The United Nations Human Rights Council held a special session on Côte d’Ivoire in Geneva on 23 December 2010, during which the US Secretary of State Hillary Clinton made a speech and the High Commissioner on Human Rights Navi Pillay strongly condemned the human rights violations committed in Côte d’Ivoire. The Office of the Prosecutor of the International Criminal Court (ICC) has also voiced its concerns about the situation.
Most of the violence reported to date is carried out during night raids led by the security forces and other groups in the neighbourhoods of Abidjan that are considered to be predominantly populated by Ouattara’s supporters. Human rights organisations have noted a series of kidnappings under similar circumstances. The victims of these kidnappings were declared missing or were found dead.[6] Coulibaly confirmed this stating: ‘Acquaintances of ours have been kidnapped.’ According to Sophie, these are ‘raids that are violent, ethnic-based and politically motivated, targeted against individuals or groups of people whose neighbours have informed on them. The perpetrators are mercenaries who are paid to commit these murders.’
According to independent sources, human rights and women’s rights activists are living in a state of constant anxiety with respect to their safety. An experienced civil society advocate, who requested to remain anonymous, told IRIN: ‘I have been in hiding ever since being threatened over two weeks ago. Sometimes, it looks as though the situation is about to calm down. This is often the impression in the daytime, but one never knows what will happen once night falls.’[7] Toure confirmed: ‘We are working within a context of fear. We are truly sad about what is happening in our country. We cannot carry out our work openly for fear of reprisals. In spite of this, we are working, relying on God, and hoping that our country will rapidly overcome this situation.’ Coulibaly stated: ‘As a representative of the Democracy and Human Rights Fund (FDDH), I do not feel safe.’
IMPACT OF THE CRISIS ON WORK ON WOMEN’S RIGHTS
The punitive sanctions imposed on Côte d'Ivoire have had a very negative impact on non-governmental organisations that depend mainly on international funds for their survival. Toure explained that most of their financial partners in the United Nations system and the World Bank have closed their offices, which has in turn forced the NGOs to suspend most of their activities. Furthermore, due to political instability, it is increasingly difficult to operate as normal. Coulibaly stated: ‘Nothing is sure. We have to tailor our plans according to how events evolve. We are afraid to go to work and sometimes we receive information or hear rumours that cause us to stay away from work.’
OTHER RAMIFICATIONS OF THE CRISIS: THE WIDENING OF THE DIVISION
The riots that broke out in September 2002 in Côte d’Ivoire divided the country between the south, run by the Gbagbo government, and the north, controlled by rebel forces led by Guillaume Soro, the current prime minister in the Ouattara administration. However, in 2008, after signing the Ouagadougou Agreement, the country began a reunification process, which led to the consensual organisation of the recent presidential elections.

▶ Dataset rows showing where objects appear
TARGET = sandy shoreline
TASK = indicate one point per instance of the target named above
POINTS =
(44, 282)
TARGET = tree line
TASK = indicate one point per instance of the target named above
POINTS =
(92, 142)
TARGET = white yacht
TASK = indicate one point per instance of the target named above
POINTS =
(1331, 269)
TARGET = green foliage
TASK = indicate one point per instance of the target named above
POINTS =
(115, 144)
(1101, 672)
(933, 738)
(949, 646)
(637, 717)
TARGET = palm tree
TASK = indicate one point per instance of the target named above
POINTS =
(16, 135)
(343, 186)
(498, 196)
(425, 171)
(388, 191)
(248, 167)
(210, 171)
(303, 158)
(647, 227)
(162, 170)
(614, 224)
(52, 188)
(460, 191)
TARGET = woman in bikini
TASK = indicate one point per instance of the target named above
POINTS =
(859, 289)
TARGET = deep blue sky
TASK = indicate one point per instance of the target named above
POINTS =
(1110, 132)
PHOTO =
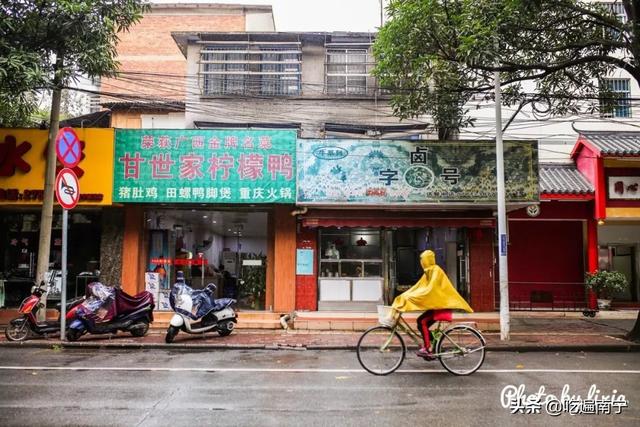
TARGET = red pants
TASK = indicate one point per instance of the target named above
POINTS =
(430, 317)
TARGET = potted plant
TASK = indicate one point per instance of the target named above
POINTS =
(605, 284)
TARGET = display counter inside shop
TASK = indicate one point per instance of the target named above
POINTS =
(351, 280)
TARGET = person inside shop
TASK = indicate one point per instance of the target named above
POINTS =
(435, 295)
(229, 284)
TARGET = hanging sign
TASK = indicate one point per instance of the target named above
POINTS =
(68, 148)
(382, 172)
(204, 166)
(67, 189)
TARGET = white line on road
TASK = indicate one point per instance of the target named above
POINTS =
(303, 370)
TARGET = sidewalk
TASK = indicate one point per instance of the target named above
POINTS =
(527, 334)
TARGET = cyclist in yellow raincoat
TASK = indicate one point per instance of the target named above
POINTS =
(435, 294)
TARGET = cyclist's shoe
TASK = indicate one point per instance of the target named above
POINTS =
(426, 354)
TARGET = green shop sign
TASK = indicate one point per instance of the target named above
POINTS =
(368, 172)
(204, 166)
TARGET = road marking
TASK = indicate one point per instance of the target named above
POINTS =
(304, 370)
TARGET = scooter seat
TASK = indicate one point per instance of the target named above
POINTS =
(126, 303)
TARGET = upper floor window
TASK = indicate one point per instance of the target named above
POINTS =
(347, 71)
(617, 103)
(250, 69)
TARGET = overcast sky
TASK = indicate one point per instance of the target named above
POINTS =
(314, 15)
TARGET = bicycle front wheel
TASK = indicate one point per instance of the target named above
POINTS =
(461, 350)
(381, 350)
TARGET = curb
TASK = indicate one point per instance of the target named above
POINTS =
(618, 348)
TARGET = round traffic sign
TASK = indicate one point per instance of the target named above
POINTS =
(68, 148)
(67, 188)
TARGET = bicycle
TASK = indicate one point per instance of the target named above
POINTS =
(460, 348)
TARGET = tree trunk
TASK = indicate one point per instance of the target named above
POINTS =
(44, 244)
(111, 246)
(634, 334)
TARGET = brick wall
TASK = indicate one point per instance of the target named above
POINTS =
(149, 48)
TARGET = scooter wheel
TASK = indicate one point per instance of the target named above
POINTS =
(225, 329)
(18, 332)
(73, 335)
(140, 329)
(171, 334)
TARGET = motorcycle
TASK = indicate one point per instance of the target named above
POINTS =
(20, 328)
(108, 310)
(197, 311)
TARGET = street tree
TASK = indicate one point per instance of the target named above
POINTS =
(554, 52)
(46, 45)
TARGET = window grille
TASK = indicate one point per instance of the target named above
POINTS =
(251, 69)
(620, 93)
(348, 71)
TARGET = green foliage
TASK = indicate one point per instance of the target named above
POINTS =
(44, 39)
(252, 290)
(606, 283)
(434, 51)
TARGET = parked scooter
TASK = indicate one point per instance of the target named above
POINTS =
(108, 310)
(197, 311)
(20, 328)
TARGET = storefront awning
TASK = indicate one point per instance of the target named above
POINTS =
(397, 222)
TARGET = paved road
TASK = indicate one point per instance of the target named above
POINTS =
(296, 388)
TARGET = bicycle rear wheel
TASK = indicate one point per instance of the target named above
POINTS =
(381, 350)
(461, 350)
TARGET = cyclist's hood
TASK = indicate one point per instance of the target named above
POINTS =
(434, 290)
(427, 259)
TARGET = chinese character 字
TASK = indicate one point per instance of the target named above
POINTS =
(161, 166)
(388, 175)
(419, 156)
(450, 175)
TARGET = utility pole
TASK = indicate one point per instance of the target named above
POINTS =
(502, 217)
(44, 243)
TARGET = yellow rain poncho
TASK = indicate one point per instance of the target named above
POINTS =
(433, 291)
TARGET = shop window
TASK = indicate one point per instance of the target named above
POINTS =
(227, 248)
(350, 253)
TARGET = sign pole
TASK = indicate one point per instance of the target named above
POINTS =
(502, 218)
(63, 293)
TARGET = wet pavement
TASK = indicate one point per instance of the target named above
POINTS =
(527, 334)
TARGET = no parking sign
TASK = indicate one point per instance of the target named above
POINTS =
(67, 188)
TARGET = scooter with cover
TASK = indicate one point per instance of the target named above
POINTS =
(21, 328)
(107, 310)
(198, 311)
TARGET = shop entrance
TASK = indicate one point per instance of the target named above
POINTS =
(224, 247)
(363, 267)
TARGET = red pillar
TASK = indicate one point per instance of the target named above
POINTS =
(306, 285)
(592, 254)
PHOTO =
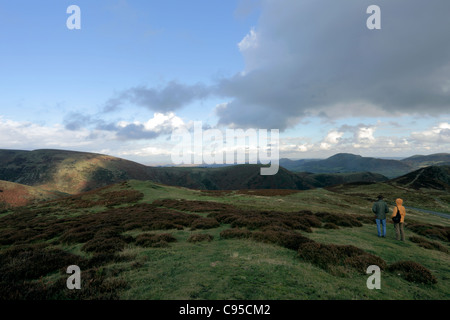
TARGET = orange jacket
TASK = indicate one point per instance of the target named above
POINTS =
(402, 209)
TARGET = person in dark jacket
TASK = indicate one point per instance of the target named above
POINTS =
(380, 208)
(400, 234)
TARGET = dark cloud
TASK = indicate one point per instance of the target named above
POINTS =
(318, 58)
(309, 57)
(135, 132)
(171, 97)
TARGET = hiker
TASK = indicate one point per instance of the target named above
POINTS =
(398, 225)
(380, 209)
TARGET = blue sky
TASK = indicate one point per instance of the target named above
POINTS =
(311, 69)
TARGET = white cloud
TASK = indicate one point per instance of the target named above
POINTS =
(250, 41)
(437, 134)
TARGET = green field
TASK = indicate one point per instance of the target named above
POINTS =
(110, 234)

▶ AIM
According to the text on the crisis in Côte d'Ivoire, which agreement, signed in 2008, began the country's reunification process?

▶ REPLY
The Ouagadougou Agreement.